__Direction__
Please update the records below by replacing "Point out" with "Mark" and keeping everything else unchanged. Leave the pictures out of your answer.

>> begin Exercise inputs

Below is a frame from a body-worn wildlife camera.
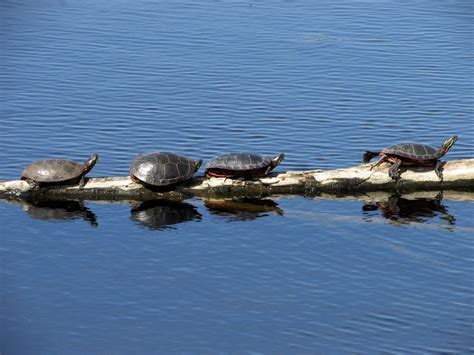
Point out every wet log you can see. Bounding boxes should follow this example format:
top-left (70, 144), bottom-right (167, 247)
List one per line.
top-left (0, 159), bottom-right (474, 201)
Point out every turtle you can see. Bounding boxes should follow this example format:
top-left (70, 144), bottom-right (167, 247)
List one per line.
top-left (130, 152), bottom-right (202, 190)
top-left (363, 135), bottom-right (458, 181)
top-left (206, 153), bottom-right (285, 177)
top-left (20, 153), bottom-right (99, 188)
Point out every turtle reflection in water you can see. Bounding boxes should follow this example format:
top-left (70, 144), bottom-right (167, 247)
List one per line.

>> end Exercise inputs

__Answer to this exercise__
Below is a frame from a body-worn wildlife camera.
Mark every wet log you can see. Bounding boxes should follow this example format:
top-left (70, 144), bottom-right (167, 247)
List one per line.
top-left (0, 159), bottom-right (474, 201)
Mark every turtle you can see. Bounding boxes should follow this example format:
top-left (70, 144), bottom-right (167, 247)
List one per line.
top-left (130, 152), bottom-right (202, 190)
top-left (363, 135), bottom-right (458, 181)
top-left (206, 153), bottom-right (285, 177)
top-left (20, 153), bottom-right (99, 188)
Mark every turtle reflection in water you can see. Bounding boxes should follow this example format:
top-left (70, 144), bottom-right (167, 247)
List one per line.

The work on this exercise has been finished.